*** SUPPLIED DATA

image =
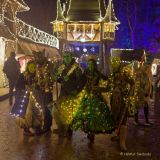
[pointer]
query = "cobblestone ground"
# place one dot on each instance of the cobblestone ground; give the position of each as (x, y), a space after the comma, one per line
(143, 142)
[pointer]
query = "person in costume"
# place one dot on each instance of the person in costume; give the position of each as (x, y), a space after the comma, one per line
(71, 79)
(42, 93)
(93, 115)
(22, 108)
(144, 89)
(122, 87)
(36, 117)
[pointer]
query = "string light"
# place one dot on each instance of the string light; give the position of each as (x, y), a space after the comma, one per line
(86, 31)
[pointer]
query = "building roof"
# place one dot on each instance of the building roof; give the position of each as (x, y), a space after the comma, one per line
(60, 16)
(5, 32)
(110, 14)
(84, 10)
(22, 5)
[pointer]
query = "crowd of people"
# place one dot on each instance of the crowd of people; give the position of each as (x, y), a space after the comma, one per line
(79, 101)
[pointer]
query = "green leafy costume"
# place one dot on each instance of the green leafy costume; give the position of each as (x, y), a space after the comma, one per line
(93, 115)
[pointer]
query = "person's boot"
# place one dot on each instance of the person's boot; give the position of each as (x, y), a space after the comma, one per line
(91, 137)
(70, 132)
(136, 122)
(115, 137)
(146, 110)
(123, 133)
(10, 101)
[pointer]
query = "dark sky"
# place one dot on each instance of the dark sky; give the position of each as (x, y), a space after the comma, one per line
(41, 13)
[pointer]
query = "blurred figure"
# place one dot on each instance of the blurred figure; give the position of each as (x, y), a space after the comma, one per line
(12, 70)
(144, 89)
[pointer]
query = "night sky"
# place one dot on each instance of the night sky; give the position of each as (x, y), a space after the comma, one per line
(146, 32)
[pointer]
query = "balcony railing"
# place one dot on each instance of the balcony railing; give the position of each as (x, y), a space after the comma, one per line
(29, 32)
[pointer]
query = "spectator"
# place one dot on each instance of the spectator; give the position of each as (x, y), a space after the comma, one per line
(12, 70)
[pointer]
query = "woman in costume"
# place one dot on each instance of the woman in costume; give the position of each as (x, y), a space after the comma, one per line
(23, 106)
(93, 115)
(122, 88)
(35, 116)
(143, 91)
(71, 78)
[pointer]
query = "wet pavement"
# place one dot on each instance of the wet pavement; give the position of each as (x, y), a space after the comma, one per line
(143, 142)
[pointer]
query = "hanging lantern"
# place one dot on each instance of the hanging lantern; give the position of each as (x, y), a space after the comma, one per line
(109, 30)
(58, 26)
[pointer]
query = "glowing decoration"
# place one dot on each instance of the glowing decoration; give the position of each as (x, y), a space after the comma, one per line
(92, 49)
(84, 49)
(29, 32)
(21, 103)
(83, 32)
(154, 69)
(77, 48)
(2, 59)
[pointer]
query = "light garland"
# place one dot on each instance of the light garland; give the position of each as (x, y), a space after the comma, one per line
(29, 32)
(73, 34)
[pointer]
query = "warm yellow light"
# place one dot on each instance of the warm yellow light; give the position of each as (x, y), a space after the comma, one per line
(109, 27)
(58, 27)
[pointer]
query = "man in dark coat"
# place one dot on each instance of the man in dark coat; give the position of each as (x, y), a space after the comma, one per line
(12, 70)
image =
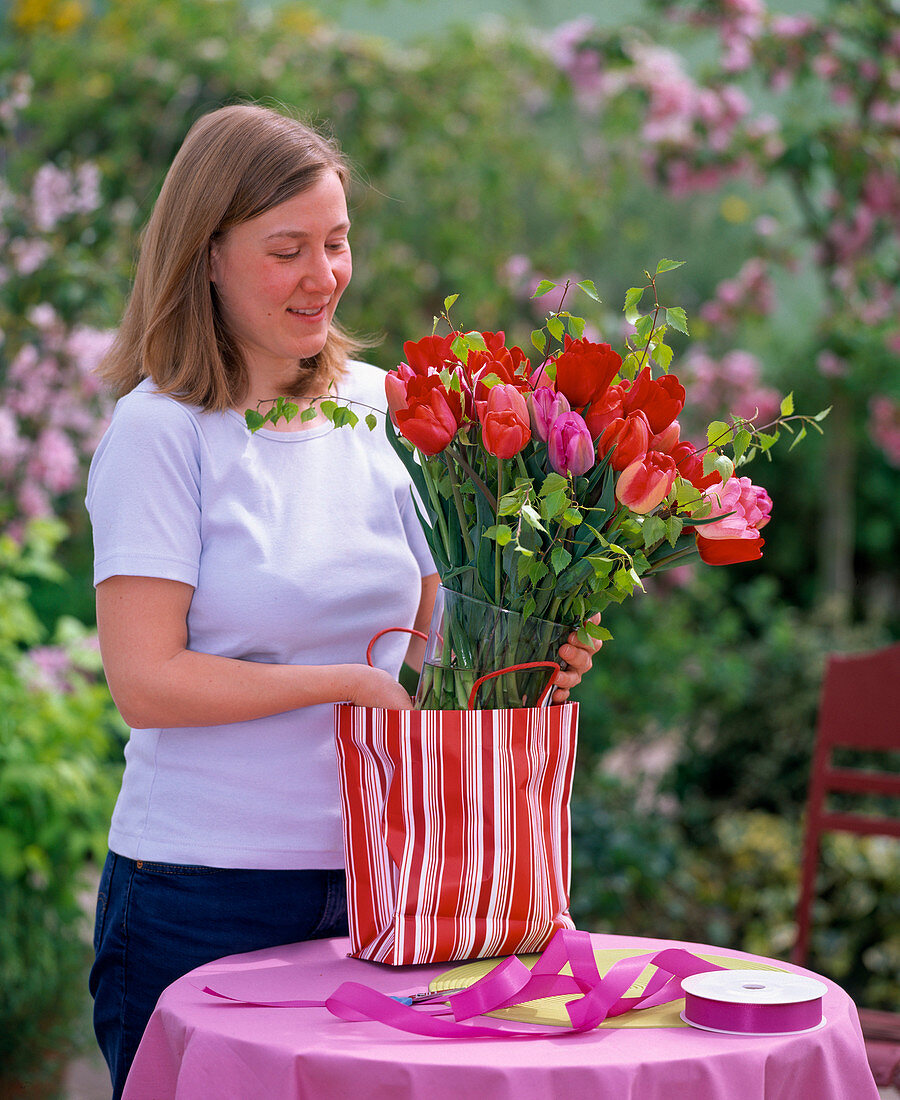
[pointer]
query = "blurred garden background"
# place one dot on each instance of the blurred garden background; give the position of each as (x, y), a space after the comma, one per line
(493, 151)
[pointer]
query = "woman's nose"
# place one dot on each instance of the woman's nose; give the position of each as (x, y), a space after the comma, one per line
(319, 275)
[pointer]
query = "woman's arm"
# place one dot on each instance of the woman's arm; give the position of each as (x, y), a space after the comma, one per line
(578, 658)
(157, 682)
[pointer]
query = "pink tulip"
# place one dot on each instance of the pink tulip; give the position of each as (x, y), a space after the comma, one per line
(646, 482)
(504, 421)
(570, 447)
(545, 405)
(743, 506)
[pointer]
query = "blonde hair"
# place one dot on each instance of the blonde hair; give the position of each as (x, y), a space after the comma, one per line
(234, 164)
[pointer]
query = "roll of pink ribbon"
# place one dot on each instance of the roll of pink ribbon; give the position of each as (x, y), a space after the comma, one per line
(753, 1002)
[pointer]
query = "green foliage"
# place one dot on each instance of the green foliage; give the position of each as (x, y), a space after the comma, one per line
(57, 783)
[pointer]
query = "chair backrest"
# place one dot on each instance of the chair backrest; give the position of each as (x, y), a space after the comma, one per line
(859, 708)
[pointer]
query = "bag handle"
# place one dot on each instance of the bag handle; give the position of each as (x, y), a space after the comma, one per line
(392, 629)
(515, 668)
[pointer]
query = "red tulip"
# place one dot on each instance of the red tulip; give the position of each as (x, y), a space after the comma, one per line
(667, 439)
(690, 465)
(432, 414)
(503, 364)
(646, 482)
(728, 551)
(395, 383)
(659, 399)
(604, 410)
(504, 421)
(584, 371)
(430, 353)
(628, 439)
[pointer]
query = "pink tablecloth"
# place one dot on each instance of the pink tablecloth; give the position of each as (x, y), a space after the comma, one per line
(196, 1047)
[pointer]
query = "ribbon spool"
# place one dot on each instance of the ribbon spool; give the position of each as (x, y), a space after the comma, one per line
(747, 1002)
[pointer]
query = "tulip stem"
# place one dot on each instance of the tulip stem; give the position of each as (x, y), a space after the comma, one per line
(457, 455)
(454, 488)
(436, 504)
(498, 552)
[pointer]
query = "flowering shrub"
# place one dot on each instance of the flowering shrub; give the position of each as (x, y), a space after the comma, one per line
(830, 133)
(52, 413)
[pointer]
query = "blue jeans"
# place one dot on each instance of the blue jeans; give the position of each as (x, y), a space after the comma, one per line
(157, 921)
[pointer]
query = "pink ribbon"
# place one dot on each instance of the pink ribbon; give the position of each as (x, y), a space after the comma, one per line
(594, 1000)
(752, 1019)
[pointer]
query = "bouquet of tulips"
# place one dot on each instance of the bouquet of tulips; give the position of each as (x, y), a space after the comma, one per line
(549, 491)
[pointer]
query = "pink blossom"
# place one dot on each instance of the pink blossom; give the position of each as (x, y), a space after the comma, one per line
(884, 427)
(545, 406)
(47, 669)
(28, 255)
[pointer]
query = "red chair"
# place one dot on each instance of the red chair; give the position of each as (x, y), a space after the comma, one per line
(859, 710)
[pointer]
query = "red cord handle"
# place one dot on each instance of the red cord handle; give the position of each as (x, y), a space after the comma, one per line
(391, 629)
(515, 668)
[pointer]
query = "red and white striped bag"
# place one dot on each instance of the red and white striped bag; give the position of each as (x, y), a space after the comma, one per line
(457, 829)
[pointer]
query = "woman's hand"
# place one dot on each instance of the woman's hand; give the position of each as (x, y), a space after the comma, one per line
(376, 688)
(578, 657)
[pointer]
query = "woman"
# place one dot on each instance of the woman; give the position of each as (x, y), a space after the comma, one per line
(240, 578)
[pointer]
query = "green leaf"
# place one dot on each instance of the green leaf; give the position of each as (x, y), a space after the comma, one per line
(724, 466)
(644, 328)
(742, 441)
(678, 319)
(633, 296)
(559, 559)
(553, 505)
(663, 355)
(654, 530)
(595, 630)
(343, 415)
(800, 435)
(575, 326)
(501, 534)
(719, 433)
(553, 483)
(531, 517)
(675, 525)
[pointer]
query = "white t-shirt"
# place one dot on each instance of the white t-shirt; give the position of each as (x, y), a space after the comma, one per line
(300, 547)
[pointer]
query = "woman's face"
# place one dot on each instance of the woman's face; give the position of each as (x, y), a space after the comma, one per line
(280, 277)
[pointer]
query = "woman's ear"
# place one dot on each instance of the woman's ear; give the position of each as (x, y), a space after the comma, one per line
(212, 254)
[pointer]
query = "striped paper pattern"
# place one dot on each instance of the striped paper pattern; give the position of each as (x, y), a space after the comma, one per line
(457, 829)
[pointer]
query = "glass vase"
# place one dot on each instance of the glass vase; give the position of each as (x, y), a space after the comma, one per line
(470, 638)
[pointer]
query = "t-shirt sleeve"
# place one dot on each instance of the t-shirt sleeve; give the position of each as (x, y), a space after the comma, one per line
(415, 536)
(143, 492)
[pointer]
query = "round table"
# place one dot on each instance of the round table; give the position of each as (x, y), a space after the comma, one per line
(197, 1046)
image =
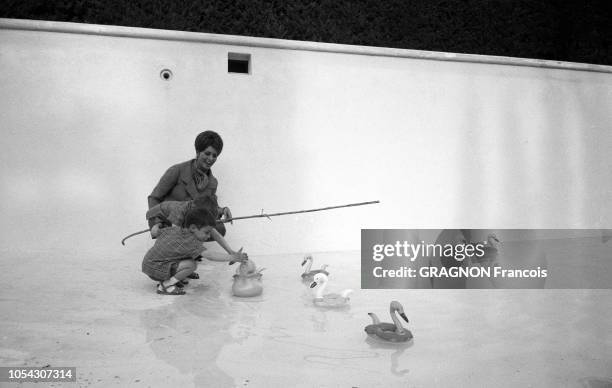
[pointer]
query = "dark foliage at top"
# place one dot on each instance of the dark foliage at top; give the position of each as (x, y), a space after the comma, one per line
(576, 31)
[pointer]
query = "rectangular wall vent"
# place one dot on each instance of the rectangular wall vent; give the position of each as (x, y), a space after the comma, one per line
(239, 63)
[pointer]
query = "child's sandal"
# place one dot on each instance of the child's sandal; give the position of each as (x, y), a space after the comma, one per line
(164, 290)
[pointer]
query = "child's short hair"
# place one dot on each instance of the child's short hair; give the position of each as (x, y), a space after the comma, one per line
(199, 217)
(207, 202)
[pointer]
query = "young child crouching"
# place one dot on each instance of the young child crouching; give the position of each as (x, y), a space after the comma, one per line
(173, 257)
(171, 213)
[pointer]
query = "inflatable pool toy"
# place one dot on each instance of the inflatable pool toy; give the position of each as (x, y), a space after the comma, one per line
(247, 280)
(308, 275)
(391, 332)
(328, 300)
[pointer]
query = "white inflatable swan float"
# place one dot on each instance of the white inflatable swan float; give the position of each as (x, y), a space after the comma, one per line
(308, 274)
(247, 280)
(328, 300)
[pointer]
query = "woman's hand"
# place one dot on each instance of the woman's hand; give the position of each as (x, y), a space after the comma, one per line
(239, 256)
(226, 214)
(155, 230)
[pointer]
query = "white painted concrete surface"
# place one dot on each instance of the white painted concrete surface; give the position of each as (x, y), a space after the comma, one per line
(89, 126)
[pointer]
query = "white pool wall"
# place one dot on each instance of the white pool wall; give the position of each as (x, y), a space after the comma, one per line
(441, 140)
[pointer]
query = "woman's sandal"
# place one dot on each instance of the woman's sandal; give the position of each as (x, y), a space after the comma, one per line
(164, 290)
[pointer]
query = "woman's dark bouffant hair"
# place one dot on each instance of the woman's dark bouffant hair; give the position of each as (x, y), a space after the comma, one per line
(199, 217)
(208, 138)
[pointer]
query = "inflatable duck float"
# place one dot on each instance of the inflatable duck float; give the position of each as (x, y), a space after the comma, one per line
(328, 300)
(390, 332)
(308, 274)
(247, 280)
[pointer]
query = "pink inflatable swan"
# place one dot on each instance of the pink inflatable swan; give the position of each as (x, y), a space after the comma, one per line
(391, 332)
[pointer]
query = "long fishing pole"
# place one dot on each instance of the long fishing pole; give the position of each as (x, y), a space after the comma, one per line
(267, 216)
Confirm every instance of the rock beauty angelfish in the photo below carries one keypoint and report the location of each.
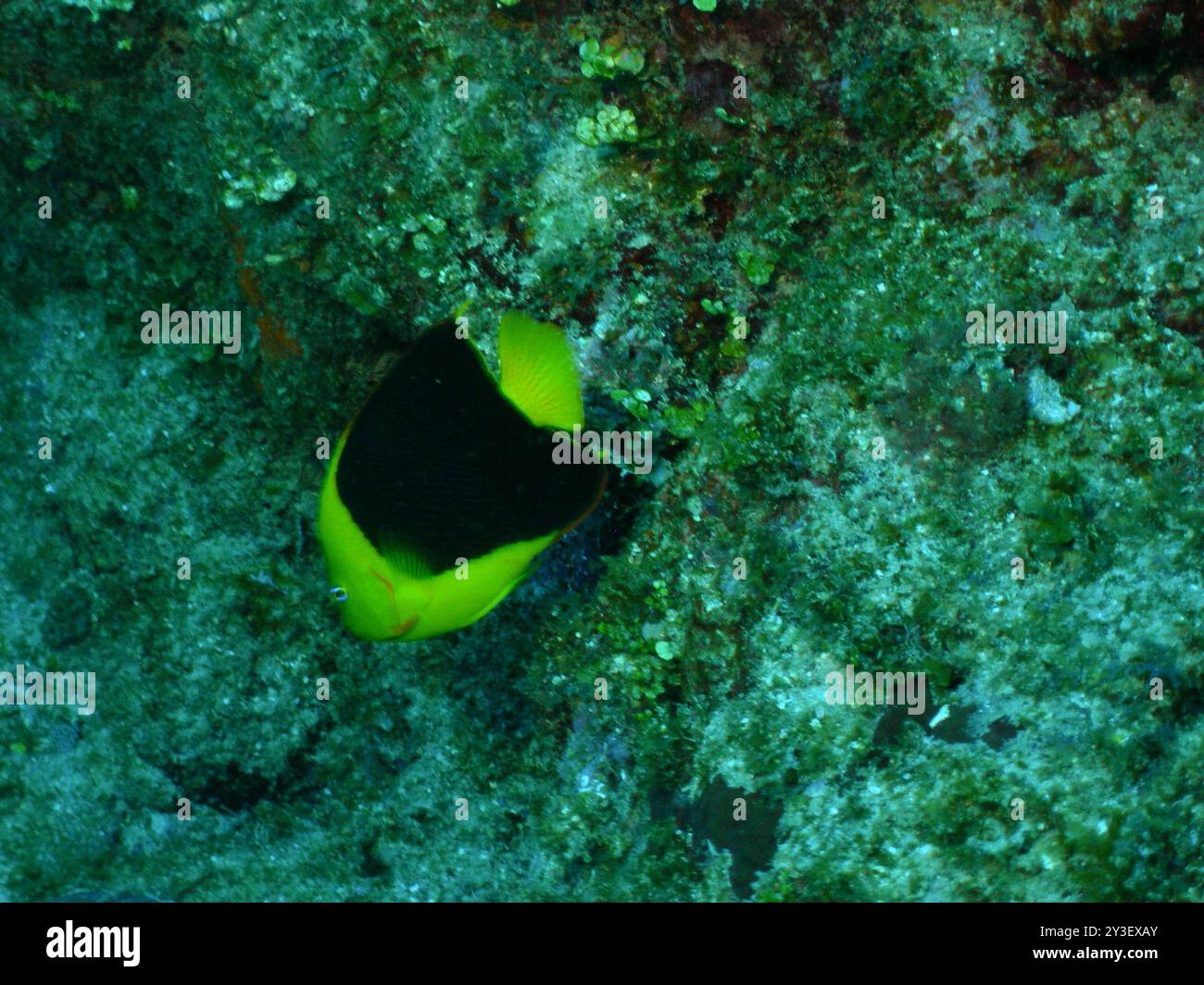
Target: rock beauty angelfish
(442, 489)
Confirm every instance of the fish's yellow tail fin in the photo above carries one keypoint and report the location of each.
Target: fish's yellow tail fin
(537, 372)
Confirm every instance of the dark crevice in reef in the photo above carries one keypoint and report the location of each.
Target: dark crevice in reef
(233, 789)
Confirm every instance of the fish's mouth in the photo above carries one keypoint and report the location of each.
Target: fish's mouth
(404, 625)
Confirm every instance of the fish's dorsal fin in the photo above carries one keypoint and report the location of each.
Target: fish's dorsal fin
(537, 372)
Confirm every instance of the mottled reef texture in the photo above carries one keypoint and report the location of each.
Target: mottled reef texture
(715, 208)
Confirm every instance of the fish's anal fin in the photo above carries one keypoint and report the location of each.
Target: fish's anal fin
(538, 376)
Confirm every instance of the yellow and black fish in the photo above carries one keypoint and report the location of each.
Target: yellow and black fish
(444, 489)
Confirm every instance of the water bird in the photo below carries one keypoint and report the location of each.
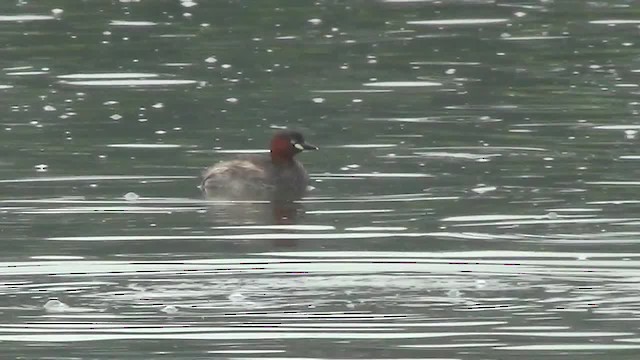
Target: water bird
(277, 176)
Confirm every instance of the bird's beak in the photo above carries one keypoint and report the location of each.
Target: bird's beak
(309, 147)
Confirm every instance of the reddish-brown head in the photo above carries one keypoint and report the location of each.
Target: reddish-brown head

******

• WORK TASK: Your reply must consist of one number, the count of lines in the entries that hold "brown".

• EXERCISE SOLUTION: 2